#### [WORK INSTRUCTION 1]
In the biography of Augustine Magdalena Waworuntu, on what date was she inaugurated as acting Mayor of Manado?
#### [WORK INSTRUCTION 2]
List every complete date (day, month and year) given in the biography of Augustine Magdalena Waworuntu, naming each date once.
#### [WORK INSTRUCTION 3]
Continue the biography of Augustine Magdalena Waworuntu from the point where it stops.

Indonesian politician

Augustine Magdalena Waworuntu (4 June 1899 – 21 November 1987), was an Indonesian politician who became the first post-federal Indonesian mayor of Manado and the first female mayor of Manado.

== Early life ==
Waworuntu was born on 4 June 1899 as the daughter of Albertus Lasut Waworuntu, a member of the Volksraad. She began to studied at the Sekolah Rendah (Elementary School) in Manado, then at the age of 14, she moved to Batavia and lived in a monastery. She continued to study at the Hoogere Burgerschool (Junior High School), and in 1917, she was the first Indonesian woman to held a certificate for teaching the French language. During her period in Jakarta, she participated in the Youth Pledge.

During the Japanese occupation of the Dutch East Indies, she became the member of the Committee for Forming Scientific Terms in the Indonesian Language, alongside prominent figures such as Sutan Takdir Alisjahbana. After the Proclamation of Indonesian Independence, she began to teach French and German in high schools.

== Mayor of Manado ==
At the end of 1949, there was an election held to elect the new acting Mayor of Manado. Waworuntu was elected as the acting mayor of Manado, and on 30 September 1950, she was inaugurated as the acting Mayor of Manado. She remarked that the main problem facing Manado was post-war reconstruction and handling of ex-KNIL members. She also stated that in the past five years, only five new government houses had been completed, and her official residence as a mayor was a hotel made of bamboo.

On 13 March 1951, Waworuntu was officially appointed by the Ministry of Internal Affairs as the mayor of Manado. Her appointment was revoked by the Minahasa Council on 29 March 1951, and the body that initially elected her, the Manado City Council, was frozen. A new mayor, H.R. Ticoalu, was appointed to replace her position.

#### [SUPPLIED RECORDS]
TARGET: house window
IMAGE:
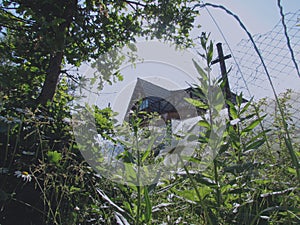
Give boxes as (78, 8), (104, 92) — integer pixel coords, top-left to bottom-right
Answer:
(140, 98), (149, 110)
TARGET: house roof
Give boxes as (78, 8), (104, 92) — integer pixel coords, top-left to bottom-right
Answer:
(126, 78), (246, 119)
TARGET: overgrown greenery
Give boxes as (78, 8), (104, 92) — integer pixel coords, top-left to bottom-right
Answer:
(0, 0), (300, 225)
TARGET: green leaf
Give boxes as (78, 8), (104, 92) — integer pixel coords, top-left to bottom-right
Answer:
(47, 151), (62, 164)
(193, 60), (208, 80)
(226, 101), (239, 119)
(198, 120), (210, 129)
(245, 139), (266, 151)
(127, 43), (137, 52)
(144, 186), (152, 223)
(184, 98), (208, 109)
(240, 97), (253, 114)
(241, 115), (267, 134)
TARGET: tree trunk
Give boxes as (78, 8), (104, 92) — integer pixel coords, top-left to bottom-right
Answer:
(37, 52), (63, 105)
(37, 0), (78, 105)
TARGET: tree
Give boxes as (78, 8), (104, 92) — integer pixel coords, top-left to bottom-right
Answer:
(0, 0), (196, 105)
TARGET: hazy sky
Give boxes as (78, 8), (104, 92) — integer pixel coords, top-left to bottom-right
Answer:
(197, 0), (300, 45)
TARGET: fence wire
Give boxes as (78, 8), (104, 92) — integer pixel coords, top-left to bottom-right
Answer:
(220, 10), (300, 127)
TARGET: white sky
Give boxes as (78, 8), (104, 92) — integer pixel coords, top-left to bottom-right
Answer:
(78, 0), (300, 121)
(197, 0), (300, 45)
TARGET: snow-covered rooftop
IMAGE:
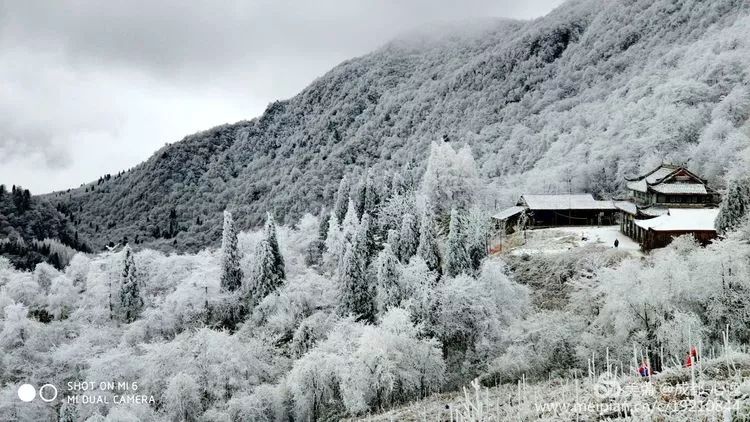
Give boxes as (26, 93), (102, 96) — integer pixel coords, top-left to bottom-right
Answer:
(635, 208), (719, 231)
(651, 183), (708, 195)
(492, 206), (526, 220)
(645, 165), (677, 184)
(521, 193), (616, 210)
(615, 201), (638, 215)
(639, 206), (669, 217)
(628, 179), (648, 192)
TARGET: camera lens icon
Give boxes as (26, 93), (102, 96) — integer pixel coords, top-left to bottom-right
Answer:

...

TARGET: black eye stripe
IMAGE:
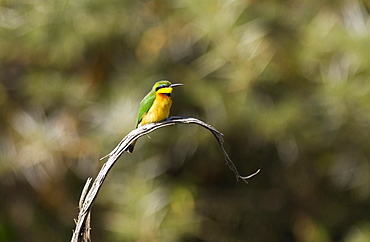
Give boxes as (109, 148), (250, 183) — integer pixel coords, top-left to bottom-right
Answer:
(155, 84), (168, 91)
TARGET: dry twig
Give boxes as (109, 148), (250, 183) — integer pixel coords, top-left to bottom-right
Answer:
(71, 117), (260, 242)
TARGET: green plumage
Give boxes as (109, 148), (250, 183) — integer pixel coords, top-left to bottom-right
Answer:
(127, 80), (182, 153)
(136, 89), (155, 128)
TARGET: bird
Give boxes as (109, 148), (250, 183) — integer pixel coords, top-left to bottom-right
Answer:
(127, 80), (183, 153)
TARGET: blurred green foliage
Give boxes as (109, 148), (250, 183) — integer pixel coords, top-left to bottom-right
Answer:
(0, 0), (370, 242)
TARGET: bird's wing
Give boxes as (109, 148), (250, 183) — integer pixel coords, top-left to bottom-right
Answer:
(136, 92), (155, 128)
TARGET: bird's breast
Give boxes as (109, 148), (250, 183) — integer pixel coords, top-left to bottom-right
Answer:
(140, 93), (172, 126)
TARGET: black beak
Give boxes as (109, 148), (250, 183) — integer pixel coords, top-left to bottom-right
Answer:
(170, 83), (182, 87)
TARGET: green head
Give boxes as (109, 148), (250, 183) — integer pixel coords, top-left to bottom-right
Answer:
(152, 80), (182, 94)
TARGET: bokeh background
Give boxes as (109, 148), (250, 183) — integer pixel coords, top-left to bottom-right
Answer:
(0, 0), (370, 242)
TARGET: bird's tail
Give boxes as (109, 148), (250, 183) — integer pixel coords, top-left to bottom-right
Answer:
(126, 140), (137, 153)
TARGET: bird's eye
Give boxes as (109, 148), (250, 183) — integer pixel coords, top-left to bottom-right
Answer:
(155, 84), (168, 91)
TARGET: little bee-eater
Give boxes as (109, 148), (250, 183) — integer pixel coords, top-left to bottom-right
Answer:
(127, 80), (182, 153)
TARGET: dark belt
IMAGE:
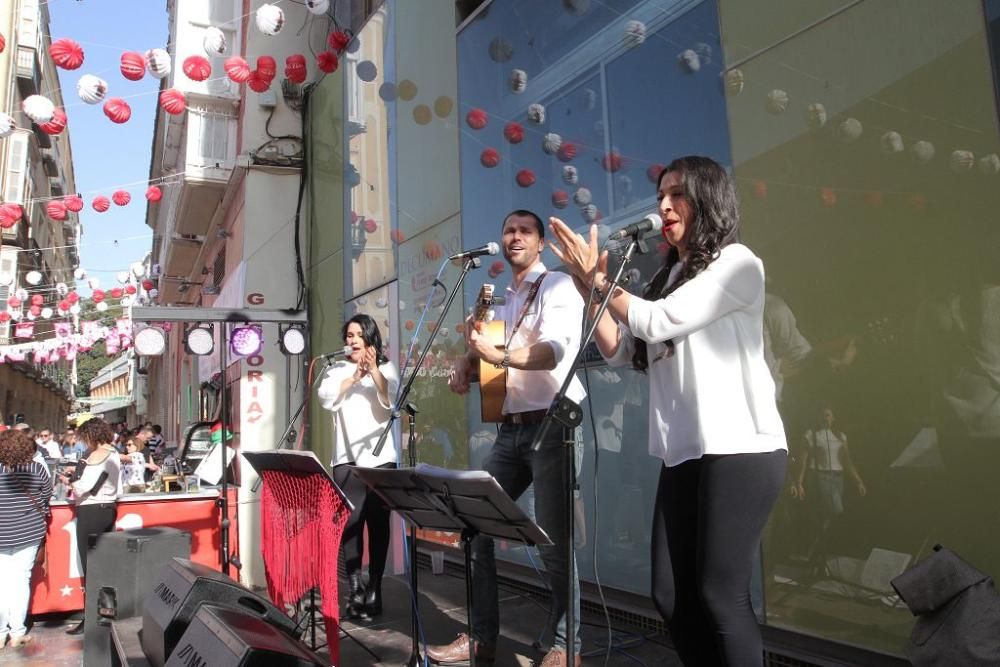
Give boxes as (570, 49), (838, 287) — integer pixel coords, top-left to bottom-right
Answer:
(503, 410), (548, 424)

* * *

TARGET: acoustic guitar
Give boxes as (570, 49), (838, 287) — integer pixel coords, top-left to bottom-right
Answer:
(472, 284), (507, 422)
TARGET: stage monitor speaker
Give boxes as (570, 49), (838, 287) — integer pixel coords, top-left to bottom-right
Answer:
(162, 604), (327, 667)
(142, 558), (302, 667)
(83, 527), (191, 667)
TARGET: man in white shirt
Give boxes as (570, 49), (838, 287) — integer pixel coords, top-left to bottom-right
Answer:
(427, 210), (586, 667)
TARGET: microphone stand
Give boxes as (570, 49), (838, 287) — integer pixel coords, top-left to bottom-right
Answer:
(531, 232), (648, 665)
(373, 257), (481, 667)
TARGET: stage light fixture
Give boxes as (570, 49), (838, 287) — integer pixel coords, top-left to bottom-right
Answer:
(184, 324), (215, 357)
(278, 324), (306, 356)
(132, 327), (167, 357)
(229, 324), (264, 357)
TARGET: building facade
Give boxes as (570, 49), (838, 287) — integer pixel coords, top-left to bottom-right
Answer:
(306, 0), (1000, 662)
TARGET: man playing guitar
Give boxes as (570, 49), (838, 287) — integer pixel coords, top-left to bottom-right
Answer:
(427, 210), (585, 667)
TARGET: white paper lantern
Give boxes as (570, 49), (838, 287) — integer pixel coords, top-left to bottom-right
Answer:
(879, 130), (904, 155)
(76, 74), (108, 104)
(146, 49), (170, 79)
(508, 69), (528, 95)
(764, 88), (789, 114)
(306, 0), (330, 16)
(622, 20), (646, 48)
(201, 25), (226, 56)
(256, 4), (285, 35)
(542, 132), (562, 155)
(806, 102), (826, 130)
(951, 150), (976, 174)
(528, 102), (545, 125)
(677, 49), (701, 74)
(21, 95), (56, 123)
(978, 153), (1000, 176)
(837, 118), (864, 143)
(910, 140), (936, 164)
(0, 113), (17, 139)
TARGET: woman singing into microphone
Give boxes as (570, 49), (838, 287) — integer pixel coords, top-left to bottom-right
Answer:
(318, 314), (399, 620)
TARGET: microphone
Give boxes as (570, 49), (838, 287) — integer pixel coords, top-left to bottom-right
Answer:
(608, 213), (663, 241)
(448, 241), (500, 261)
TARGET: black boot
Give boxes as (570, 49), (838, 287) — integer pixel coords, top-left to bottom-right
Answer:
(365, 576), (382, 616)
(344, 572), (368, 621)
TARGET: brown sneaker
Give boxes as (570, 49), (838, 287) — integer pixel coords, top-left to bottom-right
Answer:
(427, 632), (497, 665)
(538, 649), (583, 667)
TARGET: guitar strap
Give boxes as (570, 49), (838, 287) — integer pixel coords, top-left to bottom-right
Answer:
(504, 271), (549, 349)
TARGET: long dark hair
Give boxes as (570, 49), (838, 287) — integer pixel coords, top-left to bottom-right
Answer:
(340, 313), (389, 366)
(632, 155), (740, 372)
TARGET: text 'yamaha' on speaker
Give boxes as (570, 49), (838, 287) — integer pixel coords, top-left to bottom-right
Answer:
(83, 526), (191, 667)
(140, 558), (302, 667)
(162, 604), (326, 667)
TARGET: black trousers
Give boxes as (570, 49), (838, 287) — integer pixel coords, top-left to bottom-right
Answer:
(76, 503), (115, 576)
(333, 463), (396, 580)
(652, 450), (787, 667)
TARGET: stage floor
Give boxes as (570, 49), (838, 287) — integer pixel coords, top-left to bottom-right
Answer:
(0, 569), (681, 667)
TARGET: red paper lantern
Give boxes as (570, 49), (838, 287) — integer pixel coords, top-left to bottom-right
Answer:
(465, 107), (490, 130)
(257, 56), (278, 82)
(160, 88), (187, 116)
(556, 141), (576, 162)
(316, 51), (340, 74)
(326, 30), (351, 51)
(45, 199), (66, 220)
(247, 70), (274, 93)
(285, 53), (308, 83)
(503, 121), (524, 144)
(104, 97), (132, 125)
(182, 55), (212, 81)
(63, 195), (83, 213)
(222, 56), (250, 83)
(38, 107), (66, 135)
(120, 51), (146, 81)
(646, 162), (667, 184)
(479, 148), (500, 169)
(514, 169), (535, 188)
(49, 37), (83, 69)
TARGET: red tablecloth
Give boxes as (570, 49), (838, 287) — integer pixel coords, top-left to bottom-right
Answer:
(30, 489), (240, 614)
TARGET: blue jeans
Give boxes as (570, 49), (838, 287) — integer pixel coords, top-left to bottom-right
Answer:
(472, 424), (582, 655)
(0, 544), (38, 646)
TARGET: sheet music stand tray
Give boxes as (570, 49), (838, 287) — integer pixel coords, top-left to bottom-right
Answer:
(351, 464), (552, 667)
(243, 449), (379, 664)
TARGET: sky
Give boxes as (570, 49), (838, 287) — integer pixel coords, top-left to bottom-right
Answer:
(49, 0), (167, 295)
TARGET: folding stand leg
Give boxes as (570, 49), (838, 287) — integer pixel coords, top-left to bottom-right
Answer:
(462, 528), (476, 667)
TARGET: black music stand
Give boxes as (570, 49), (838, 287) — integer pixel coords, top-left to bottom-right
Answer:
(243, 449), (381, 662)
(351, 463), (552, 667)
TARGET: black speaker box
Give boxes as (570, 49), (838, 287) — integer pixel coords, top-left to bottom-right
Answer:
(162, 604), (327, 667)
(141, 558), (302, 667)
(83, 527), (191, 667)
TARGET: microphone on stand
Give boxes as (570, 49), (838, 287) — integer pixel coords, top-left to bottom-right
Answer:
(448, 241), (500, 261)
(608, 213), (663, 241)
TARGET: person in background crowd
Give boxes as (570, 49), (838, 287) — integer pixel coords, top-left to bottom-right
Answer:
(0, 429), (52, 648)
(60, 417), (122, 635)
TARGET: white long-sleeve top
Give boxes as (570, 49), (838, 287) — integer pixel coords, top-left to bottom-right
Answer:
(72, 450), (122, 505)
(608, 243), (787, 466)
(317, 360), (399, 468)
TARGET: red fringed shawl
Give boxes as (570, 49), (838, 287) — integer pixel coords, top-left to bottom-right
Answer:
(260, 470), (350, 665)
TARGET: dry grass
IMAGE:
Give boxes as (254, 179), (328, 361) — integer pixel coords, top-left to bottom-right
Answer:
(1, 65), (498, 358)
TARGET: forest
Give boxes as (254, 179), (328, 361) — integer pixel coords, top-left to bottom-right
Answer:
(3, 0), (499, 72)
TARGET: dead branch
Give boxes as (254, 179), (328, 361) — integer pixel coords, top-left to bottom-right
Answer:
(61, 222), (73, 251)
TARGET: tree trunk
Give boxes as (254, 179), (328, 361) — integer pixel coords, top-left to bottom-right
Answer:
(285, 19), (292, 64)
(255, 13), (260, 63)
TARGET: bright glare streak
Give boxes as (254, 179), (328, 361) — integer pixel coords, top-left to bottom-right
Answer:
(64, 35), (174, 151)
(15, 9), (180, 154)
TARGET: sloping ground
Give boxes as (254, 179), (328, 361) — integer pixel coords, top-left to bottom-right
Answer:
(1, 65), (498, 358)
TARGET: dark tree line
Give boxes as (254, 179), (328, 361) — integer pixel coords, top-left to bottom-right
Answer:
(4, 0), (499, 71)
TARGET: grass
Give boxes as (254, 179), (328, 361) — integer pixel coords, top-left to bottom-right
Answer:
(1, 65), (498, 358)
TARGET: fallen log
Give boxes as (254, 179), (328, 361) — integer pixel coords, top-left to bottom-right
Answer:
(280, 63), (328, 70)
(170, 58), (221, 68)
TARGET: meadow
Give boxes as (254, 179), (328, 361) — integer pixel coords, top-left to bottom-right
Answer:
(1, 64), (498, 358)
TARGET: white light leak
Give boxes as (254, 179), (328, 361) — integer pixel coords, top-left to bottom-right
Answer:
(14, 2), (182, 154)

#### [ANSWER AREA 1]
30 September 1950

#### [ANSWER AREA 2]
4 June 1899, 21 November 1987, 30 September 1950, 13 March 1951, 29 March 1951

#### [ANSWER AREA 3]
The revocation of her appointment caused conflict between the Ministry of Internal Affairs and the Minahasa Council. The Ministry of Internal Affairs stated that in accordance to the decree dated 6 November 1930, the Minahasa Council only had the right to organize an election, while the Speaker of the People's Representative Council, in favor of the Minahasa Council, stated that Waworuntu's appointment violated the Law of the State of East Indonesia No. 44 of 1950 which was still in effect in Minahasa.

Waworuntu intended to come to Jakarta to ask the Ministry of Internal Affairs about this matter, but she was put under house arrest by the military police in Manado. She was finally released, and managed to get to Jakarta on 8 April 1951.

The conflict between the Ministry of Internal Affairs and the Minahasa Council finally ended on 10 May 1951 when the ministry released a decree that officially revoked the previous appointment. On 25 May 1951, Waworuntu sent a letter to the ministry appealing her dismissal as the mayor of Manado.

Waworuntu's dismissal was also addressed by the Deputy Speaker of the People's Representative Council, Arudji Kartawinata at a session of the council on 2 June 1951. Kartawinata stated that after her dismissal as the mayor of Manado, the Pikiran Rakyat newspaper was warned by the Minahasa government for publishing an article about Waworuntu.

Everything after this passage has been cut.